Extract provided:
Large and growing federal debt over the coming decades
would hurt the economy and constrain future budget
policy. The amount of debt that is projected under the
extended baseline would reduce national saving and
income in the long term; increase the government’s interest
costs, putting more pressure on the rest of the budget;
limit lawmakers’ ability to respond to unforeseen events;
and increase the likelihood of a fiscal crisis, an occurrence
in which investors become unwilling to finance a government’s
borrowing unless they are compensated with very
high interest rates.
https://www.cbo.gov/system/files/115th-congress-2017-2018/reports/52480-ltbo.pdf
You're a libertarian, so that means there's a strong likelihood that you usually vote for Republicans. Now your answers apparently address the desire for a lower deficit, and you claim that both Republicans and Democrats as hypocrites when it comes to the deficit.
Well, a wise Man once said, "By their actions shall ye know them." So what have been their actions when it comes to the deficit? Let's look:
Reagan: Slashed taxes, and wonder of wonders, the deficit exploded...but he didn't care. Cheney once said, "Reagan proved that deficits don't matter"...and Bush 41 called Reagan's "trickle-down" economics by a different name: "Voodoo economics"...because they depended on the magical thinking that lower taxes would somehow result in higher tax revenue.

Record excerpts:
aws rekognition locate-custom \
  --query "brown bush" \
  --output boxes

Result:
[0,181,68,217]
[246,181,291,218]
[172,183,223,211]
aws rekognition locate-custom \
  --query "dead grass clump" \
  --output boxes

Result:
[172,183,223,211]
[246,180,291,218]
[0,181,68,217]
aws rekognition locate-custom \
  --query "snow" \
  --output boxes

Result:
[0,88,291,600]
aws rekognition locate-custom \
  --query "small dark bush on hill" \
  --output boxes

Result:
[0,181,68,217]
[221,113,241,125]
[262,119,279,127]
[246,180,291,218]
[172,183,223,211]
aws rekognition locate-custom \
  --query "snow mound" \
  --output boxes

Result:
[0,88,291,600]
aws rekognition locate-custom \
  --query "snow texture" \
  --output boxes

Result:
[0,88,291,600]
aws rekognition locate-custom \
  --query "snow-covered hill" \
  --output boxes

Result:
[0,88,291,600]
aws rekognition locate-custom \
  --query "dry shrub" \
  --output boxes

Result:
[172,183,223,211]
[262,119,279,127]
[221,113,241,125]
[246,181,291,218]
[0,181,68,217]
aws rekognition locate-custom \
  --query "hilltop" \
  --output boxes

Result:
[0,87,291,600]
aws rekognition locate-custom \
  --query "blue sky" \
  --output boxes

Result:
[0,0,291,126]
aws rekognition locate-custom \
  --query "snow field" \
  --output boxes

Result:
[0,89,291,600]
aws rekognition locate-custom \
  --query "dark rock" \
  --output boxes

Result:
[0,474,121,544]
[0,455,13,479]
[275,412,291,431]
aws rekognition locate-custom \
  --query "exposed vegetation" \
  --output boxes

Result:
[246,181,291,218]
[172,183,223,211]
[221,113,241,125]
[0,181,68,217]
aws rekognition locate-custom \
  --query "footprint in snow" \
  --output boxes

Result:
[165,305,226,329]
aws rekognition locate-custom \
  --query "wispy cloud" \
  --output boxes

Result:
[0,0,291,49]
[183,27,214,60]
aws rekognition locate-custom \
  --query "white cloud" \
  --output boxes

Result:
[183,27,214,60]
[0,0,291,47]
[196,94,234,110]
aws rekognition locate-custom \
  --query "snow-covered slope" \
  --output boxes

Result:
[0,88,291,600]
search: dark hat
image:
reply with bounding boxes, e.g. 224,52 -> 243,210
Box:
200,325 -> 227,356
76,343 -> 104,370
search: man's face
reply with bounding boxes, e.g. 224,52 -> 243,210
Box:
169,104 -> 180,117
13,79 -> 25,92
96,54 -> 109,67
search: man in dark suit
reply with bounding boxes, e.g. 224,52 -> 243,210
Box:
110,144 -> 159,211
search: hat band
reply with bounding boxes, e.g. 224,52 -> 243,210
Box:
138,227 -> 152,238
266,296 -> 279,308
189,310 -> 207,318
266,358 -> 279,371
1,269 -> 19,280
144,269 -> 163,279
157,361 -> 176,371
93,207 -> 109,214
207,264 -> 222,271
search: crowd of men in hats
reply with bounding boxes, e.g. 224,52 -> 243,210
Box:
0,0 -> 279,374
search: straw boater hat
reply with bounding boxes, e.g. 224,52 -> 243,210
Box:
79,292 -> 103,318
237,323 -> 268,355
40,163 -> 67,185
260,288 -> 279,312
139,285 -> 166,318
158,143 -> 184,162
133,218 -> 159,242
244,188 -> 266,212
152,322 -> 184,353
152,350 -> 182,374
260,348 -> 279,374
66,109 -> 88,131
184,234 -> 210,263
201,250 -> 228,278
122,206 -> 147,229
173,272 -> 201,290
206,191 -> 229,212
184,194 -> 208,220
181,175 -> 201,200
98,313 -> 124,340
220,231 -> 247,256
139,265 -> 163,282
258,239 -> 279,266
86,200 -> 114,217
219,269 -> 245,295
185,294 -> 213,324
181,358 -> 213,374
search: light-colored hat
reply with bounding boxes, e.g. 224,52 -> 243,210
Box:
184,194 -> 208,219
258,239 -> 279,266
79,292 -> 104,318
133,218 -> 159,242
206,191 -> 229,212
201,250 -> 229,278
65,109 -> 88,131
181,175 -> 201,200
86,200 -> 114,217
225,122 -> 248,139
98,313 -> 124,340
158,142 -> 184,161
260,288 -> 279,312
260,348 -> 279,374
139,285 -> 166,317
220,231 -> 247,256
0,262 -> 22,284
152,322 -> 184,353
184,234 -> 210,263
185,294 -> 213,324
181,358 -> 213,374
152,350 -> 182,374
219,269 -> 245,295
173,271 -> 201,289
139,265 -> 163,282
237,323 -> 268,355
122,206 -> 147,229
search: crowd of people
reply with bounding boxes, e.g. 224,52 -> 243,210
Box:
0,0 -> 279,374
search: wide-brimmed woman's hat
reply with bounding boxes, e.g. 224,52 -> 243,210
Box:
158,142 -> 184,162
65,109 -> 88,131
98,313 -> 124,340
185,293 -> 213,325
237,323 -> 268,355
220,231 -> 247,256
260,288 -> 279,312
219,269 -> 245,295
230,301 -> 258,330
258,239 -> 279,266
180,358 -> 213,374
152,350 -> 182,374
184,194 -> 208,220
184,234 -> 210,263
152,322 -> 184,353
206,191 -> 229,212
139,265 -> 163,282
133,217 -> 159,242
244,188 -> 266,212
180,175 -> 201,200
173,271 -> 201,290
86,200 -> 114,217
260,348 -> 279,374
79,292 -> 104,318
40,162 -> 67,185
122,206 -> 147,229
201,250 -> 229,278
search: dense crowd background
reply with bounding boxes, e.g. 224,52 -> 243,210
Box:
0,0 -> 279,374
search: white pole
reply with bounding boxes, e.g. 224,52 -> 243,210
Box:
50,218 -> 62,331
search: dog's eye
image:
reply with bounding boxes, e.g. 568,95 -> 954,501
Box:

Problem requirements: In the passage on federal debt, what name did Bush 41 give to Reagan's "trickle-down" economics? The records have nothing to do with the passage on federal debt.

Expected answer: "Voodoo economics"